------ SUPPLIED MATERIAL ------

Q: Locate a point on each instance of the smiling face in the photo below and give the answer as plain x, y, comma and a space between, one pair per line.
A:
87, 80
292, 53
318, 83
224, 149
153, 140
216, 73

------
------ SUPPLIED MATERIAL ------

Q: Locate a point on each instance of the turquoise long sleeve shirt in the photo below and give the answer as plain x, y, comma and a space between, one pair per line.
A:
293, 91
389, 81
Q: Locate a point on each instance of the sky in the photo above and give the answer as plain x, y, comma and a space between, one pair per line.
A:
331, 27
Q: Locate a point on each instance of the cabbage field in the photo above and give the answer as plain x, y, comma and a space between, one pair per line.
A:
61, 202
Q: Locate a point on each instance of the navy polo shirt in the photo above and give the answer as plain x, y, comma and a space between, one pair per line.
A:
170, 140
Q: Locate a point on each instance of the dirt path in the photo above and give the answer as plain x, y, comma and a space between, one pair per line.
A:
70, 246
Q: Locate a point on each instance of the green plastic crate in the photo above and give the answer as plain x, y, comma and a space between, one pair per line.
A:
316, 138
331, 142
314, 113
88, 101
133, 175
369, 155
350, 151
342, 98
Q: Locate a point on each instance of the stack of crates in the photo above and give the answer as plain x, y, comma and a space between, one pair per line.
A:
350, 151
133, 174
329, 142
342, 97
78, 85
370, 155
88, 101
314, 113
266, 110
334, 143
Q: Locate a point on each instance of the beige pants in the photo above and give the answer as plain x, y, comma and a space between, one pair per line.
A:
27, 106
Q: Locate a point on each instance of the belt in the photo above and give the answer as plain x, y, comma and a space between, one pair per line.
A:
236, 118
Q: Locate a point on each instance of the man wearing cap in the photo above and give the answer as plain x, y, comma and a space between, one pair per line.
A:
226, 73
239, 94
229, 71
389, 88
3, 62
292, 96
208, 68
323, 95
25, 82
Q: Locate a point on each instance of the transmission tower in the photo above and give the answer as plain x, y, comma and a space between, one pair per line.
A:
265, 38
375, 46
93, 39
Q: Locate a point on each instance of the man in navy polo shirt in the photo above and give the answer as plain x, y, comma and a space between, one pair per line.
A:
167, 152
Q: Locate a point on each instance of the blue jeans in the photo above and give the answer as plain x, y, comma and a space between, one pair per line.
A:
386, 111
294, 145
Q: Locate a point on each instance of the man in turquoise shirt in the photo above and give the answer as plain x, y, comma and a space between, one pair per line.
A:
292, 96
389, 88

------
------ SUPPLIED MATERIAL ------

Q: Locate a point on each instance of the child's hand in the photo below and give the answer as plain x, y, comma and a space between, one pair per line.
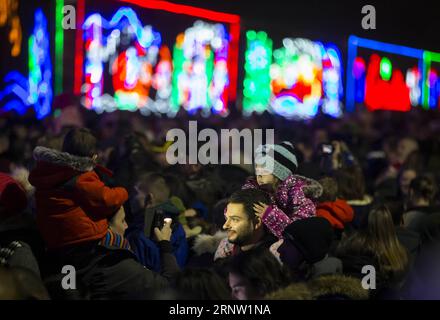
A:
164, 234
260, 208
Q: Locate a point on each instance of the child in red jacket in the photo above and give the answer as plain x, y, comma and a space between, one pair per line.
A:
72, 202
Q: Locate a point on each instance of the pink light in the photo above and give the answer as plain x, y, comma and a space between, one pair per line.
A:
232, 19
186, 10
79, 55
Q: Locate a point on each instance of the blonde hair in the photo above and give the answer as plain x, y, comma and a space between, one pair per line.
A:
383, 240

------

YOUR TASK: Please list every line in the records that contains the word "navy", copying each line in full. Case counts, so match only that exact capitalization.

CORRECT RESPONSE:
Q: Locate a point on each instance of the navy polo shirt in the photo above and give the answer as plain x, y, comma and a space between, one pair per line.
Q: Locate a point on each instance of the man in navy polo shirt in the photo above and give the answer as plain x, y, comma and a space between, one pair per line.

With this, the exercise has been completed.